### Task details:
A faithful transcript of all the lines below, with no pictures, is the goal here.

---*---

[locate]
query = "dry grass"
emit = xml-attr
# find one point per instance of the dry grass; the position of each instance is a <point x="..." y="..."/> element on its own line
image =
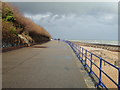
<point x="109" y="56"/>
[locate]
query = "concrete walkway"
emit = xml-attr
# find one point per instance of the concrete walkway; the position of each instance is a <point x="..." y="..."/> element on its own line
<point x="50" y="65"/>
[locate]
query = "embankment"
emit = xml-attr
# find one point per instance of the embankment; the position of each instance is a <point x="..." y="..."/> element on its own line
<point x="19" y="31"/>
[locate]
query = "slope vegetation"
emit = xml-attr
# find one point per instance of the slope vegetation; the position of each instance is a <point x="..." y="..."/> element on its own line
<point x="18" y="30"/>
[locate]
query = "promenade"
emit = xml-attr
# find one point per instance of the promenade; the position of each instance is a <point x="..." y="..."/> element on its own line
<point x="49" y="65"/>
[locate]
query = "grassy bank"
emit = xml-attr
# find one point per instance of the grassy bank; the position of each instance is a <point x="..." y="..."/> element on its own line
<point x="18" y="30"/>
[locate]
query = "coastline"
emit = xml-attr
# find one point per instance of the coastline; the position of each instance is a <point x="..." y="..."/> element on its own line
<point x="110" y="53"/>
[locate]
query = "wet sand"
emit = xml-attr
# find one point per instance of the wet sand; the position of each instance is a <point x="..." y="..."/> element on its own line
<point x="110" y="54"/>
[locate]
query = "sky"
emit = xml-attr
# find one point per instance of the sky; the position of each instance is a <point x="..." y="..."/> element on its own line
<point x="74" y="20"/>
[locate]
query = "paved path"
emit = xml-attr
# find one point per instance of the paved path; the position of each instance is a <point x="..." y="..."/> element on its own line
<point x="50" y="65"/>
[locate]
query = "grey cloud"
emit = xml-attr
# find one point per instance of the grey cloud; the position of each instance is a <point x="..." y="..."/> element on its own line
<point x="75" y="20"/>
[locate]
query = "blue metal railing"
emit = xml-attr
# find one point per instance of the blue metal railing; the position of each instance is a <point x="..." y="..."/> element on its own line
<point x="82" y="53"/>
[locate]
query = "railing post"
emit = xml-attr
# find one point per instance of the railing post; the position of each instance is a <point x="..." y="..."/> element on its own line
<point x="100" y="74"/>
<point x="90" y="63"/>
<point x="82" y="54"/>
<point x="85" y="58"/>
<point x="119" y="79"/>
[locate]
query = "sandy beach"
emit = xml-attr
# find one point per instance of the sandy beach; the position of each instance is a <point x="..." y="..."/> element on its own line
<point x="110" y="54"/>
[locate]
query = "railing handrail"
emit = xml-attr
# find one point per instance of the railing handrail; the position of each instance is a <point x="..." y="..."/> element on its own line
<point x="75" y="49"/>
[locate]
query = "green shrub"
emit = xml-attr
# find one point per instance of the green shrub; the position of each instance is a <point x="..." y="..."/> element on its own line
<point x="13" y="31"/>
<point x="10" y="18"/>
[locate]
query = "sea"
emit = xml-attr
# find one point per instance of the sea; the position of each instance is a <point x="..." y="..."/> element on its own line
<point x="108" y="42"/>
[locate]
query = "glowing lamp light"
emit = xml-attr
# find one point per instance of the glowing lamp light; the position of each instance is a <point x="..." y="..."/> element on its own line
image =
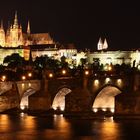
<point x="30" y="74"/>
<point x="112" y="110"/>
<point x="107" y="80"/>
<point x="22" y="107"/>
<point x="50" y="75"/>
<point x="104" y="109"/>
<point x="63" y="72"/>
<point x="86" y="72"/>
<point x="96" y="82"/>
<point x="3" y="78"/>
<point x="95" y="110"/>
<point x="62" y="108"/>
<point x="119" y="81"/>
<point x="109" y="68"/>
<point x="23" y="77"/>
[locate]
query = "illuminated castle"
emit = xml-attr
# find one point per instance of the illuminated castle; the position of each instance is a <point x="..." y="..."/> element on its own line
<point x="102" y="45"/>
<point x="14" y="36"/>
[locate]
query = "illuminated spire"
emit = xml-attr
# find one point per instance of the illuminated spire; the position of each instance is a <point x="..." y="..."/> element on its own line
<point x="100" y="44"/>
<point x="1" y="26"/>
<point x="28" y="28"/>
<point x="15" y="21"/>
<point x="105" y="45"/>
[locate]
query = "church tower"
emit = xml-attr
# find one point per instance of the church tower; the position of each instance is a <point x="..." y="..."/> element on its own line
<point x="28" y="28"/>
<point x="105" y="45"/>
<point x="2" y="35"/>
<point x="100" y="44"/>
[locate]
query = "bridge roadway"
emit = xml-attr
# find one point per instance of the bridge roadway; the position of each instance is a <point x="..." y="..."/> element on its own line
<point x="73" y="94"/>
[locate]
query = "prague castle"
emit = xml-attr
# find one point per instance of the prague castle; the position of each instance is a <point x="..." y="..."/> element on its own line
<point x="14" y="37"/>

---*---

### Solution:
[locate]
query = "dry grass"
emit = xml-attr
# find one point per instance of the dry grass; the position of each instance is a <point x="..." y="..."/> element on its own line
image =
<point x="109" y="56"/>
[locate]
query = "concrete walkway"
emit = xml-attr
# find one point per instance of the concrete walkway; the position of each instance is a <point x="..." y="..."/> element on its own line
<point x="50" y="65"/>
[locate]
query = "embankment"
emit = xml-attr
# find one point per instance of the embankment; the position of each instance is a <point x="..." y="..."/> element on its own line
<point x="19" y="31"/>
[locate]
query = "slope vegetation"
emit = xml-attr
# find one point per instance of the slope vegetation; the position of each instance is a <point x="..." y="..."/> element on its own line
<point x="18" y="30"/>
[locate]
query = "promenade"
emit = xml-attr
# find one point per instance of the promenade; the position of each instance is a <point x="..." y="..."/> element on its own line
<point x="49" y="65"/>
[locate]
query = "grassy bank"
emit = xml-attr
# find one point per instance of the grassy bank; the position of each instance is a <point x="..." y="..."/> element on its own line
<point x="18" y="30"/>
[locate]
query = "coastline"
emit = xml-attr
# find one point per instance of the coastline; the position of each instance is a <point x="..." y="..."/> element on its own line
<point x="110" y="53"/>
[locate]
query = "wet sand"
emit = xml-attr
# find one point per instance of the wet sand; the position of each instance is a <point x="..." y="..."/> element on its own line
<point x="110" y="54"/>
[locate]
query = "sky"
emit = xml-attr
# find one point per instance of the sky; the position of each instance is a <point x="..." y="..."/> element on its own line
<point x="74" y="20"/>
[locate]
query = "paved path"
emit = xml-attr
# find one point per instance of the paved path; the position of each instance is a <point x="..." y="..."/> element on its own line
<point x="50" y="65"/>
[locate]
query = "grey cloud"
emit = xml-attr
# find one point per instance of the grey cloud; the position of each instance is a <point x="..." y="..."/> element on its own line
<point x="75" y="20"/>
[locate]
query = "blue metal railing"
emit = xml-attr
# find one point per instance of the blue metal railing; the position of each instance is a <point x="..." y="..."/> element on its own line
<point x="82" y="53"/>
[locate]
query = "railing post"
emit = xml-attr
# find one point per instance of the railing post; the position of each instance is a <point x="..." y="..."/> element on its own line
<point x="100" y="74"/>
<point x="90" y="63"/>
<point x="82" y="54"/>
<point x="85" y="58"/>
<point x="119" y="79"/>
[locate]
query = "sandy beach"
emit = xml-attr
# find one point per instance of the sandy beach; the position of each instance is a <point x="..." y="..."/> element on its own line
<point x="110" y="54"/>
[locate]
query = "railing handrail"
emit = xml-attr
# find one point per instance of the railing handrail; the position of each instance is a <point x="..." y="..."/> element on its own line
<point x="75" y="49"/>
[locate]
query = "green shrub"
emit = xml-attr
# find one point per instance of the green shrub; the position of each instance is a <point x="..." y="..."/> element on its own line
<point x="13" y="31"/>
<point x="10" y="18"/>
[locate]
query = "sea"
emit = xml-attr
# find one point per instance of the sea; the position of each instance is a <point x="..." y="..."/> element on its own line
<point x="108" y="42"/>
[locate]
query = "glowing lamp light"
emit = xml-attr
# find one point per instance of the glowing lamp light; the position of each instance is a <point x="..." y="..."/> element on its own line
image =
<point x="30" y="74"/>
<point x="112" y="110"/>
<point x="107" y="80"/>
<point x="22" y="107"/>
<point x="50" y="75"/>
<point x="104" y="109"/>
<point x="63" y="72"/>
<point x="86" y="72"/>
<point x="96" y="82"/>
<point x="3" y="78"/>
<point x="95" y="110"/>
<point x="62" y="108"/>
<point x="119" y="81"/>
<point x="109" y="68"/>
<point x="23" y="77"/>
[locate]
query = "illuminated castle"
emit = xml-attr
# find one point per instance of the illuminated castle; the position of each instance is a <point x="..." y="..."/> element on its own line
<point x="102" y="45"/>
<point x="14" y="36"/>
[locate]
query = "illuminated spire"
emit = xml-attr
# find one point per instance of the illuminated spire; the position of each instance is a <point x="..." y="..."/> element on its own line
<point x="100" y="44"/>
<point x="1" y="26"/>
<point x="28" y="28"/>
<point x="15" y="21"/>
<point x="105" y="45"/>
[locate]
query = "church tower"
emit = xml-attr
# find one point per instance of the church tower; the position of each instance is a <point x="..." y="..."/> element on its own line
<point x="28" y="28"/>
<point x="105" y="45"/>
<point x="2" y="35"/>
<point x="100" y="44"/>
[locate]
query = "bridge roadway"
emit = xml-attr
# find one point per instance of the bridge roadway; the position of each instance is a <point x="..." y="..."/> element on its own line
<point x="73" y="94"/>
[locate]
query = "prague castle"
emit = xml-attr
# find one point per instance of the prague castle; the position of each instance is a <point x="..." y="..."/> element on its own line
<point x="14" y="37"/>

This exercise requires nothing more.